Data records
+ + +

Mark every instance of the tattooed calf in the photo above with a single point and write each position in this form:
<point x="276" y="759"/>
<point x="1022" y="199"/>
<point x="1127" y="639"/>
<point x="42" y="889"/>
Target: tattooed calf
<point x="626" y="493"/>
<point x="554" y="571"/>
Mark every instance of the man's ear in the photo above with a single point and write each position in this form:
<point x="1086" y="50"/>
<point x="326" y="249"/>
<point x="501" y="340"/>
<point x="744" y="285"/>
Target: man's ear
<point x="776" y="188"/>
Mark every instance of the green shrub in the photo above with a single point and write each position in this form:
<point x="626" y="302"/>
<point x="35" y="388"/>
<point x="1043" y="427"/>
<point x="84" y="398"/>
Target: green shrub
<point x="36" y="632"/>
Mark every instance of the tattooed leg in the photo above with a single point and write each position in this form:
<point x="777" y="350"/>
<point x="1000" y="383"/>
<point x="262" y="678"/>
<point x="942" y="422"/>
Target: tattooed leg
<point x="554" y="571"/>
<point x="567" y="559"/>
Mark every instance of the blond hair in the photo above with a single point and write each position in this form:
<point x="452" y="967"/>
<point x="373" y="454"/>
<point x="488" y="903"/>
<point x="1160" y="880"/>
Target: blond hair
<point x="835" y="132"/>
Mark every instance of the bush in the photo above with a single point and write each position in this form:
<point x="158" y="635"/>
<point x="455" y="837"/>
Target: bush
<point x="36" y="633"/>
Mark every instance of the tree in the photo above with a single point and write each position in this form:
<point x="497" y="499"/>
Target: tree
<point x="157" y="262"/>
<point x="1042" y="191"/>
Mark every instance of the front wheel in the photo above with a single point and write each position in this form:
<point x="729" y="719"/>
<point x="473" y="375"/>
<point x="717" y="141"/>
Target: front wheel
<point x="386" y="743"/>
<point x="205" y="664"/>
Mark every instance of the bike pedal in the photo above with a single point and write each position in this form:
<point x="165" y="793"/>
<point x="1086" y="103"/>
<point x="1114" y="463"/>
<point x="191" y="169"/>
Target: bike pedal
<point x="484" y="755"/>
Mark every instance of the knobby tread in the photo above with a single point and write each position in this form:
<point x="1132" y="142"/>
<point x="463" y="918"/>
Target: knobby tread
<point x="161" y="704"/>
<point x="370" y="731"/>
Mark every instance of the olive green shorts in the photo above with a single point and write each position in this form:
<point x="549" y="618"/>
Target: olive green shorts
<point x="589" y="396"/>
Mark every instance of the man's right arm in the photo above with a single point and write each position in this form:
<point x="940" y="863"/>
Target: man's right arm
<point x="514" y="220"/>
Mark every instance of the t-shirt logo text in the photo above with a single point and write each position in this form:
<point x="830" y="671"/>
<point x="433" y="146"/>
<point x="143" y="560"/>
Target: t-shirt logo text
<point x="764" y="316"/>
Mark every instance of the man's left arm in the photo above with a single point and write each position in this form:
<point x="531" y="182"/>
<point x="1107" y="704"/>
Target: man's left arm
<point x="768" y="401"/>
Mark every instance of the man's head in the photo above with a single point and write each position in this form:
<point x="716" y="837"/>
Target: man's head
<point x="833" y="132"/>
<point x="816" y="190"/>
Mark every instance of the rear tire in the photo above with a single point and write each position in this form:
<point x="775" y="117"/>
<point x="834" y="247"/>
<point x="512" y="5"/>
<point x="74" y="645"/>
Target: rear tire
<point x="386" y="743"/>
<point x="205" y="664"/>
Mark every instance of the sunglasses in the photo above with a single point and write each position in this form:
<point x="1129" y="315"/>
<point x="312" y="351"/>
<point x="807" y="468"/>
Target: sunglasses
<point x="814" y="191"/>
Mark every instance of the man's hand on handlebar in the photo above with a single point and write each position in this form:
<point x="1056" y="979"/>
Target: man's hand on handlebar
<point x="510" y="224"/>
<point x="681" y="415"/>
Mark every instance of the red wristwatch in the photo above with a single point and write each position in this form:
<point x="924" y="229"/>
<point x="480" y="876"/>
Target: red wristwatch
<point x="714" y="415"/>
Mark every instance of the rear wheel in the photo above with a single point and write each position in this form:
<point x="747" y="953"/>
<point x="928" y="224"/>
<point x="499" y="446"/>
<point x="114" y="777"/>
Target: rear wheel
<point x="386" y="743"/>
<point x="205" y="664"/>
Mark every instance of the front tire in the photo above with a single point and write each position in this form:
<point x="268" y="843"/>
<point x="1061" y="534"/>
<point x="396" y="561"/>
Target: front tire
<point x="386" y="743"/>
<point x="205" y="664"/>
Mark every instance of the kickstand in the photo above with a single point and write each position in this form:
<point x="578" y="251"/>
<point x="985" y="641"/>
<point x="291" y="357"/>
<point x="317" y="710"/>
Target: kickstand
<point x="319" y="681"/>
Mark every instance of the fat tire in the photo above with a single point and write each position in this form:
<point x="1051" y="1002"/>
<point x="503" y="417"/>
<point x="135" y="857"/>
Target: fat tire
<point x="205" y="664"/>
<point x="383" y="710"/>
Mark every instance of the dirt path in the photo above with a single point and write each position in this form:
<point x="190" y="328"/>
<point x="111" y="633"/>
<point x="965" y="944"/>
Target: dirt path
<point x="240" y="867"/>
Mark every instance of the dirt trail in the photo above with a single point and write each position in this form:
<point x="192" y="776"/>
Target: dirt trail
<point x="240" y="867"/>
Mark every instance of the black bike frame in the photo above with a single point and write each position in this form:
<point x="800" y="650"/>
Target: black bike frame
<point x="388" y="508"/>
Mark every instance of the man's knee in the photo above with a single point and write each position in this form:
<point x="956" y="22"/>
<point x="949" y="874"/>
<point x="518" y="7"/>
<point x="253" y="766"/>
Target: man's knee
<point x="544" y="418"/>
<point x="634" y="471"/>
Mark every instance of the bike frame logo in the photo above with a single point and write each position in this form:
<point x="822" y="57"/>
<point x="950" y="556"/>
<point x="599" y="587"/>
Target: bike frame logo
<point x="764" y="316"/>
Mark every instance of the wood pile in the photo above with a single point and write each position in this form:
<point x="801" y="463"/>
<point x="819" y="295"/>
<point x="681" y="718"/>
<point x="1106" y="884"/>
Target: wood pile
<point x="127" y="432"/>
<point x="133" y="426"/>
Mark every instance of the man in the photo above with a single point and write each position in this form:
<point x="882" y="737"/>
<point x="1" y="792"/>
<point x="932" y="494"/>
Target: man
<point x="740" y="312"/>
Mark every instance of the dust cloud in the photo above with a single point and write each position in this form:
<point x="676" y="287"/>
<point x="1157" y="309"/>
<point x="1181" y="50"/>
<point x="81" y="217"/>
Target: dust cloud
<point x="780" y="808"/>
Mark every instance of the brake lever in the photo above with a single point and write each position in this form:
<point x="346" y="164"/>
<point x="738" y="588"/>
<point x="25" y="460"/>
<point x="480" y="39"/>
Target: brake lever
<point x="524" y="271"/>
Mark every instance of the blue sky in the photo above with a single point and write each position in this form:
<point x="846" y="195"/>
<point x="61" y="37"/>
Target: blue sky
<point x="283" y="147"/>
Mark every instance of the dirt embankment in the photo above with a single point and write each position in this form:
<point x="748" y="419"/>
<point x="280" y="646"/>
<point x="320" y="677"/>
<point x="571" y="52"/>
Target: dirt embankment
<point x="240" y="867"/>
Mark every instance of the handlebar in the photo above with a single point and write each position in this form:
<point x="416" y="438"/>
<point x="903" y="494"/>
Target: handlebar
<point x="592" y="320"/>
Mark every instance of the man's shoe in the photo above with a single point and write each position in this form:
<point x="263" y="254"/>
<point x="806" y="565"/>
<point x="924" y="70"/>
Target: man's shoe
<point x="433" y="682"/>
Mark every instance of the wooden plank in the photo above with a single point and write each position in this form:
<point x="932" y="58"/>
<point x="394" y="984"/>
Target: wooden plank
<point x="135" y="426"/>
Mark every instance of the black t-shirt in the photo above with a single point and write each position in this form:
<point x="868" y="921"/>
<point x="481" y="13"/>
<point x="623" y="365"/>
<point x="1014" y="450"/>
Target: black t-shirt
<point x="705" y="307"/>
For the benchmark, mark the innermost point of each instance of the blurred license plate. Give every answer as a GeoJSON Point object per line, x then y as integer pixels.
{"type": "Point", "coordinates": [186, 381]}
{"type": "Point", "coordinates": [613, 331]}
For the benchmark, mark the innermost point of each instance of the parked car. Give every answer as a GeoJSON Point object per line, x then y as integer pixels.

+ + +

Problem:
Keep only the lines from the one containing "Mark every instance of the handlebar" to the end of the entries, and repeat them exactly.

Solution to this problem:
Mark every instance of the handlebar in the photo above with a single point and write each position in this form:
<point x="416" y="438"/>
<point x="903" y="494"/>
Target: handlebar
<point x="592" y="320"/>
Mark every instance of the man's shoe in the photo above with a single point and write each position in this form:
<point x="263" y="254"/>
<point x="806" y="565"/>
<point x="924" y="70"/>
Target: man's shoe
<point x="433" y="682"/>
Mark every instance of the wooden plank in the photo above with a single point and write each position in this form:
<point x="932" y="58"/>
<point x="394" y="984"/>
Target: wooden plank
<point x="135" y="426"/>
Mark every instance of the black t-shirt in the photo above with a single point and write each position in this form:
<point x="868" y="921"/>
<point x="481" y="13"/>
<point x="623" y="365"/>
<point x="1014" y="450"/>
Target: black t-shirt
<point x="705" y="307"/>
For the benchmark, mark the innermost point of each instance of the blurred license plate. Give every answer as a GeoJSON Point object per line, x then y as integer pixels.
{"type": "Point", "coordinates": [186, 381]}
{"type": "Point", "coordinates": [613, 331]}
For the benchmark, mark the innermost point of each instance of the parked car. Give every answer as a GeoJSON Point object per line, x then y as integer pixels.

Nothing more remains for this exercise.